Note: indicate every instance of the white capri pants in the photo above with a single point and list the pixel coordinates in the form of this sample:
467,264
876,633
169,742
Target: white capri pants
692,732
☆ ☆ ☆ ☆ ☆ ☆ ☆
## WHAT TO DO
Set down the data once more, word for word.

## EXERCISE RESULT
Note: indicate every instance of the white capri pants in the photo above with a single point and list the pixel coordinates in the form of this sample:
467,264
876,633
169,742
Target: white capri pants
692,732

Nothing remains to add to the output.